### The problem
Collect all lines containing the word "silver" from the data.

Source data
┌──

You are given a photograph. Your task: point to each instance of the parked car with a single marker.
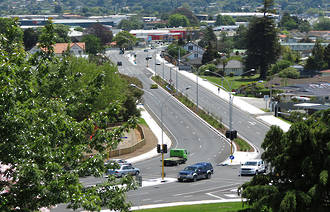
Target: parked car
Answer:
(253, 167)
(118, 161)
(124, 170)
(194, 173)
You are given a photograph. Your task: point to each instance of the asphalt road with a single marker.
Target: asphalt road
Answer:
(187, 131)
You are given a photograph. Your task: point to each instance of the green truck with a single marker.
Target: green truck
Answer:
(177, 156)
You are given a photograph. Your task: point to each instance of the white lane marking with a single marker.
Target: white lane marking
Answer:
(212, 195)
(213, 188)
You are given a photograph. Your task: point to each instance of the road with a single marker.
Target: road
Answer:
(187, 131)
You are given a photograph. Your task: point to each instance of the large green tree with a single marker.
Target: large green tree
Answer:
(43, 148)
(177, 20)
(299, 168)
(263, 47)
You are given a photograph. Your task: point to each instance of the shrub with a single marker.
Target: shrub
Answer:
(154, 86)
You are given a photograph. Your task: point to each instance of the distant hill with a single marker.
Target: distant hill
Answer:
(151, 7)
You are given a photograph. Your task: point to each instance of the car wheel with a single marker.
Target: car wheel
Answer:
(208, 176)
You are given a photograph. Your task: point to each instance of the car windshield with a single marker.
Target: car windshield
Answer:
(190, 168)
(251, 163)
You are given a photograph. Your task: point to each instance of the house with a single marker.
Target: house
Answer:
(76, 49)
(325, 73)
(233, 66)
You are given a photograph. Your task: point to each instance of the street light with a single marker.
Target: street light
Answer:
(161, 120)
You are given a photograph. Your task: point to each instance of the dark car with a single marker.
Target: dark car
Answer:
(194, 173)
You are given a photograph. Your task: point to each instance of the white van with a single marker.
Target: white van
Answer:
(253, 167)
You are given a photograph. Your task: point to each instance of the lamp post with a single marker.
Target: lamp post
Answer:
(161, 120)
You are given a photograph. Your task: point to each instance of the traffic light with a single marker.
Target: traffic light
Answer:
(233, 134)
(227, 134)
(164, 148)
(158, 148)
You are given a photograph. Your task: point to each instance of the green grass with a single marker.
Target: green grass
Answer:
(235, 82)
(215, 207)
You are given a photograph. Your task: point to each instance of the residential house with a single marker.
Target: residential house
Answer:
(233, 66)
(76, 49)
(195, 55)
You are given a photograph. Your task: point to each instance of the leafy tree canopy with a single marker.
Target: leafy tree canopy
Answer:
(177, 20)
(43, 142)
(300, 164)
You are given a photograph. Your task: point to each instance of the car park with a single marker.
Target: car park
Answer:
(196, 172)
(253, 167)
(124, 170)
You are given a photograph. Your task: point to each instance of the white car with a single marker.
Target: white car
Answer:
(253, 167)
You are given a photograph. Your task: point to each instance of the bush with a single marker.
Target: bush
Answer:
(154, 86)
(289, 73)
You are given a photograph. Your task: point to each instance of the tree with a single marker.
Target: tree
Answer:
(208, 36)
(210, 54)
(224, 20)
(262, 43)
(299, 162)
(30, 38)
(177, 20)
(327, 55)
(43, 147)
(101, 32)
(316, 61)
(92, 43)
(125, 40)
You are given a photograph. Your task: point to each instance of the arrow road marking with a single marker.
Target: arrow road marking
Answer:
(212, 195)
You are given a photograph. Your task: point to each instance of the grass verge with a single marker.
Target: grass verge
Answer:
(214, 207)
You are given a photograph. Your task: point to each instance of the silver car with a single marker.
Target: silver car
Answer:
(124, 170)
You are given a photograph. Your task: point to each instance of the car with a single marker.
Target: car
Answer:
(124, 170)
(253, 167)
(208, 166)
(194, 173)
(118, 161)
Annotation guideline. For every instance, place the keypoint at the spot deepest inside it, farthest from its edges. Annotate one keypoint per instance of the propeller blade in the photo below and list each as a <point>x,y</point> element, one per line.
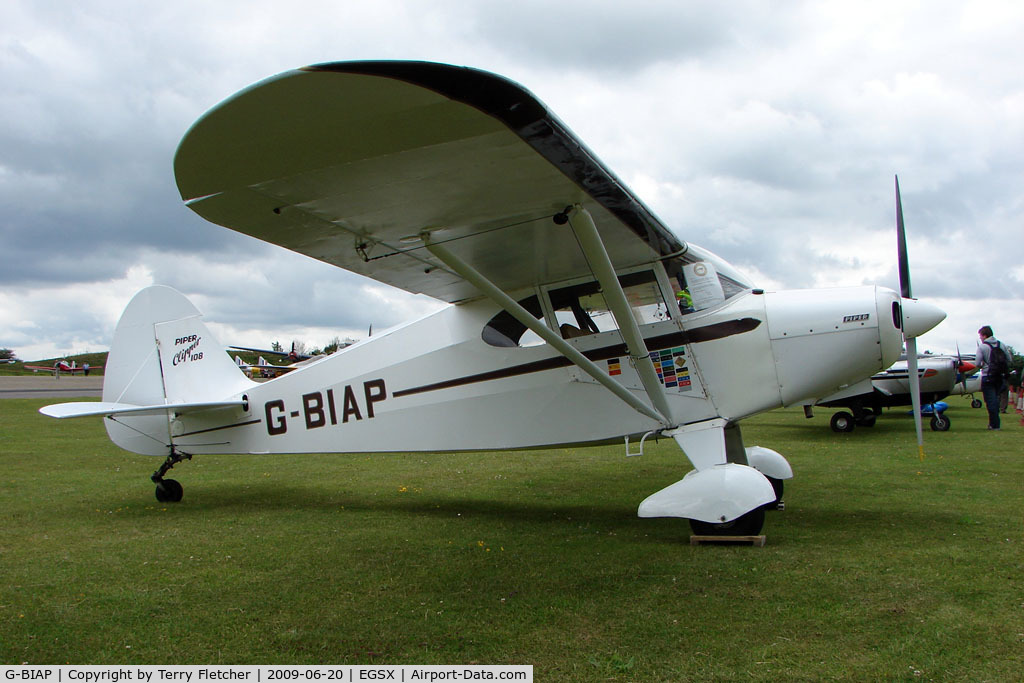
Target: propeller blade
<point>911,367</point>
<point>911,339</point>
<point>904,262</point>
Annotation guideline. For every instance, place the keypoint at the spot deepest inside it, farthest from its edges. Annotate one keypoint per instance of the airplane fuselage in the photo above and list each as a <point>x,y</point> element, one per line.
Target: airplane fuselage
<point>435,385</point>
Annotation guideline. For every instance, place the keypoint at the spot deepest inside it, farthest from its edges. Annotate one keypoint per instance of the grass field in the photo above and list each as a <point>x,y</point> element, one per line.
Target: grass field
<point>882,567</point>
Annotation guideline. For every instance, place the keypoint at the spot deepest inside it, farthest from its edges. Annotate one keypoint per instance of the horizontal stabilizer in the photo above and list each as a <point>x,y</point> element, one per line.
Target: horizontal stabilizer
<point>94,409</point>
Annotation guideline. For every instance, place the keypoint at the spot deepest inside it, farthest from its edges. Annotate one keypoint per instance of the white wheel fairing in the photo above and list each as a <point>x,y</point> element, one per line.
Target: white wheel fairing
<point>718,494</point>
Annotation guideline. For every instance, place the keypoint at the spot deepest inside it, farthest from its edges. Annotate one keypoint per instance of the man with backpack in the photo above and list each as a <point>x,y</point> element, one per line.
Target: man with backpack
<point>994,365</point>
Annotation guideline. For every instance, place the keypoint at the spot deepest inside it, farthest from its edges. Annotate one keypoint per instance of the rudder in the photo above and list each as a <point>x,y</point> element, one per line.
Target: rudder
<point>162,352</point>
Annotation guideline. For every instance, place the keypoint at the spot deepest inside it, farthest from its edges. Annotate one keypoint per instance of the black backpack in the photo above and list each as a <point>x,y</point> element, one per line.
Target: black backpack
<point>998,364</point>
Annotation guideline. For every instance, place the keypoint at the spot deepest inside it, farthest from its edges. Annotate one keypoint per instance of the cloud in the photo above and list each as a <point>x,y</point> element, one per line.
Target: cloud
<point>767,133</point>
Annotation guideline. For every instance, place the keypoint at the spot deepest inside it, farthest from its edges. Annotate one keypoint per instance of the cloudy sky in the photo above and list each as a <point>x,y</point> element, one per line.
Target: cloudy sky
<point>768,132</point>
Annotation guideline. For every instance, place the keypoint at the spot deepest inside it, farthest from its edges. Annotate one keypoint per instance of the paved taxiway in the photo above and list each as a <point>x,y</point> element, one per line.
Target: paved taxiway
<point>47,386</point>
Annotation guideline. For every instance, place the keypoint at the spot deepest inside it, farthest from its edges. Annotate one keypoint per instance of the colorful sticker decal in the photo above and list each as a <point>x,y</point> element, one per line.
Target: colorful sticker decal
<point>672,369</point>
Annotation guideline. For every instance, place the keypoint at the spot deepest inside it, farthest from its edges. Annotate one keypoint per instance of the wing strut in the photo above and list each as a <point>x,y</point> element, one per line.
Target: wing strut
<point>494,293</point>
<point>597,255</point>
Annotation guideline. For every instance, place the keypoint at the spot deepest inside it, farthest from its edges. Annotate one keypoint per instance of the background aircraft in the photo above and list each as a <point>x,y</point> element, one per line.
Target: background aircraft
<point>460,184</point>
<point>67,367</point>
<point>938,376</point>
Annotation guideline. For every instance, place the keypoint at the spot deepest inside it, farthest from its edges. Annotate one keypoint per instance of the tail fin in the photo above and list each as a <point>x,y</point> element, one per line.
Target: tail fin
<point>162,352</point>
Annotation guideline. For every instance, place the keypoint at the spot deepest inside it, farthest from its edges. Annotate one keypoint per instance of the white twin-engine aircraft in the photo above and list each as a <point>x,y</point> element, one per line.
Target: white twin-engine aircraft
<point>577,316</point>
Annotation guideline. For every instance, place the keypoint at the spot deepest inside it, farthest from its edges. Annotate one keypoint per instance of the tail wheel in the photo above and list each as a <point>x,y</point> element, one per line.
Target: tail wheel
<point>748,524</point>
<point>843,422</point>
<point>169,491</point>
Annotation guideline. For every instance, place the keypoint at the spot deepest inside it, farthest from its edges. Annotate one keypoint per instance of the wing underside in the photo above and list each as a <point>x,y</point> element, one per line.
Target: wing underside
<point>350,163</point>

└──

### Answer to the problem
You are given a photograph. Your task: point to each instance of the silver car with a single marker.
Target: silver car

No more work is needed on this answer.